— Passage shown —
** begin **

Then "a significant portion of farmland could be abandoned,"
he says. "Ecosystem functions would rapidly improve, and the
rate of global warming would slow down."
An Idea on the Rise
A host of vertical farms are up and running in the U.S. and
overseas, and others are under construction. Some are backed
by nonprofits aiming to promote environmental causes or
local job creation. Others will be for-profit ventures meant
to meet demand for local produce. And some, like one in
South Korea, are being funded by governments looking for
ways to boost domestic food security.
So far, vertical farms are producing only a small amount of
food. Advocates are still developing different building
designs and growing techniques to boost the efficiency of
cultivating food indoors. And a proven business model based
on the concept has yet to emerge.
One ambitious project under construction is trying to
address all of those challenges at once. At 12 stories, the
triangular farm in Linköping, Sweden, will be one of the
tallest vertical farms in the world—most max out at several
stories—and will use innovative ways to generate revenue.
Not only will the company behind the farm, Sweden's
Plantagon, sell its produce at a local farmer's market, but
it also will lease out office space on most floors.
Another unique feature: Outside the office windows, on the
building's southern face, a mechanical track enclosed in its
own layer of glass will carry growing plants from the top of
the building to the bottom floor. The arrangement is meant
to give the plants even exposure to sunlight and allow
Plantagon to perform all of its planting and harvesting in
one place—on the ground floor. (After planting, a normal
vertical elevator takes the boxed plants to the top floor to
start their voyage down.) The company plans to produce 300
to 500 metric tons of leafy greens like bok choy a year.
Offsetting Costs
As for the price tag, "it's much more expensive, of course,
to build a greenhouse vertical than to build a normal
greenhouse," says Hans Hassle, Plantagon's chief executive.

** end **

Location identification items
** begin **

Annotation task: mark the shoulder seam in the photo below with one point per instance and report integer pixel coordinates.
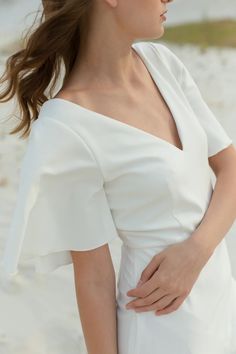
(83, 140)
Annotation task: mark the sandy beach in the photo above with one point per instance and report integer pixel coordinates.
(36, 316)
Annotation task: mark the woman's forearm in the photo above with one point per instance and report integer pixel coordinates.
(220, 214)
(97, 309)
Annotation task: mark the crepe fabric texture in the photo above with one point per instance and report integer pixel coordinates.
(87, 178)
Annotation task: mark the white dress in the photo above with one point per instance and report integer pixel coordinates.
(87, 178)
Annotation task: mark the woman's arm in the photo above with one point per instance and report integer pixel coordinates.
(221, 212)
(96, 297)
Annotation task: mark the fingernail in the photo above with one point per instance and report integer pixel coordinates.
(140, 283)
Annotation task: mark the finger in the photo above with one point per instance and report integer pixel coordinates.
(174, 305)
(148, 300)
(151, 267)
(157, 305)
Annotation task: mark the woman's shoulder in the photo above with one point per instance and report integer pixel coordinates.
(160, 52)
(54, 134)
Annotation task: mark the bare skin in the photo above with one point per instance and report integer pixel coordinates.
(114, 82)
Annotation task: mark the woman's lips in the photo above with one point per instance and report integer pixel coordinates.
(163, 17)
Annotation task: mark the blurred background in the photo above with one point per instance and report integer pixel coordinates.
(39, 314)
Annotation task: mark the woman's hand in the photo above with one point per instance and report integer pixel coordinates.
(168, 278)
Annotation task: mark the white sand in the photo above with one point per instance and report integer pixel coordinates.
(39, 314)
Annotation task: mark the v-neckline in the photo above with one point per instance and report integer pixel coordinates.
(152, 72)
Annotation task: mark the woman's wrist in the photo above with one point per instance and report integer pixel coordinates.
(202, 244)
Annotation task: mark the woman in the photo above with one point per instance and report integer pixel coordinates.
(124, 149)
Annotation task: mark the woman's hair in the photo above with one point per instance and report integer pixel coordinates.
(30, 71)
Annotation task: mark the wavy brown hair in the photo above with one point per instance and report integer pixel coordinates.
(31, 71)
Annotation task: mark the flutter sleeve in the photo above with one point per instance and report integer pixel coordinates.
(61, 204)
(217, 137)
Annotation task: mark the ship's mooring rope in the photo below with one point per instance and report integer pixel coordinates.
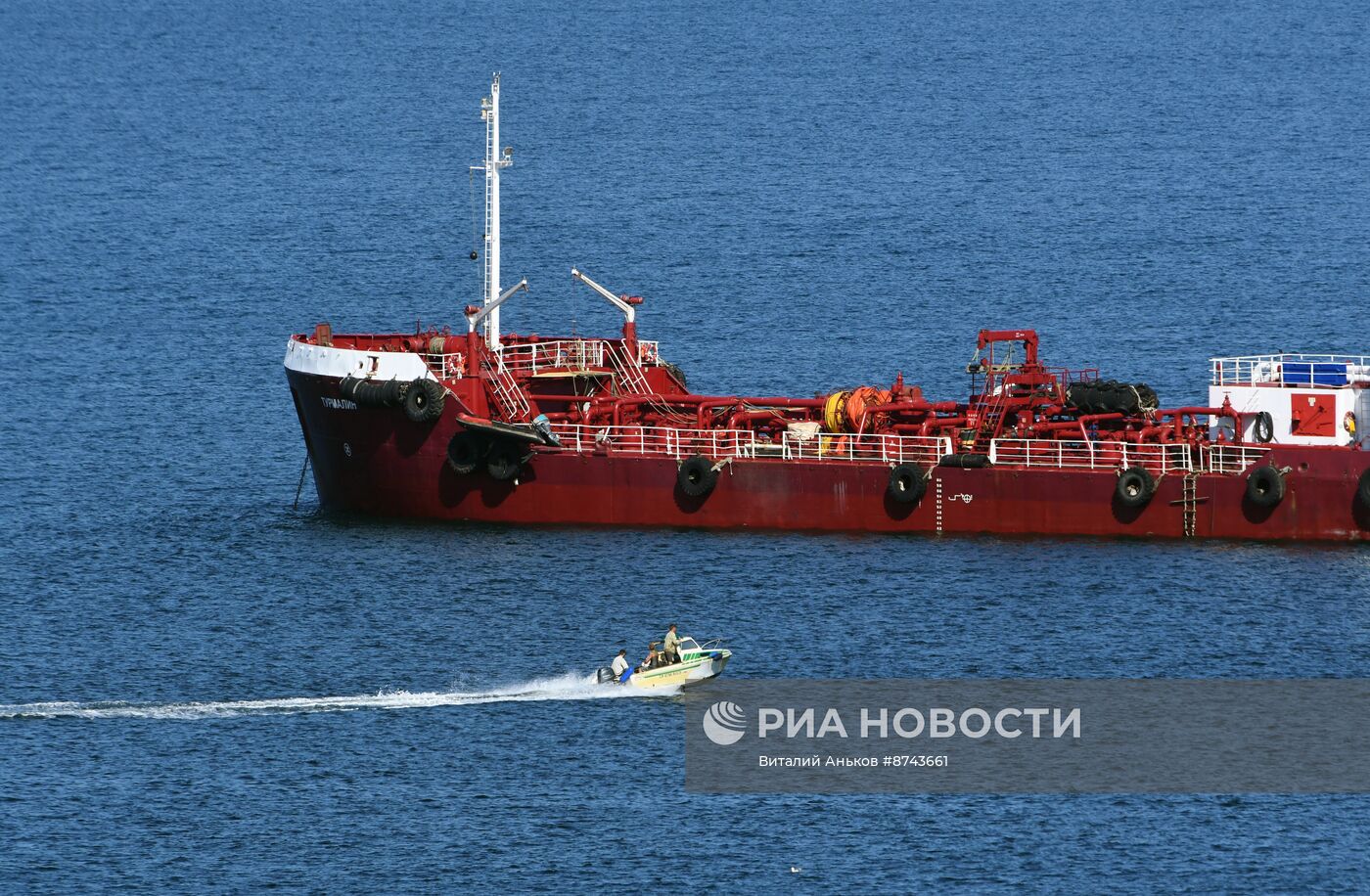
(300, 486)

** end **

— Set exercise 1 —
According to the passage on vertical farms, how many metric tons of leafy greens does Plantagon plan to produce each year?
— Set exercise 2 —
Tally the lines of the listing that contain the string "white", treating uppercase and lowercase as distinct, and give only the number.

— Complete response 1 —
300 to 500 metric tons a year.

— Complete response 2 —
2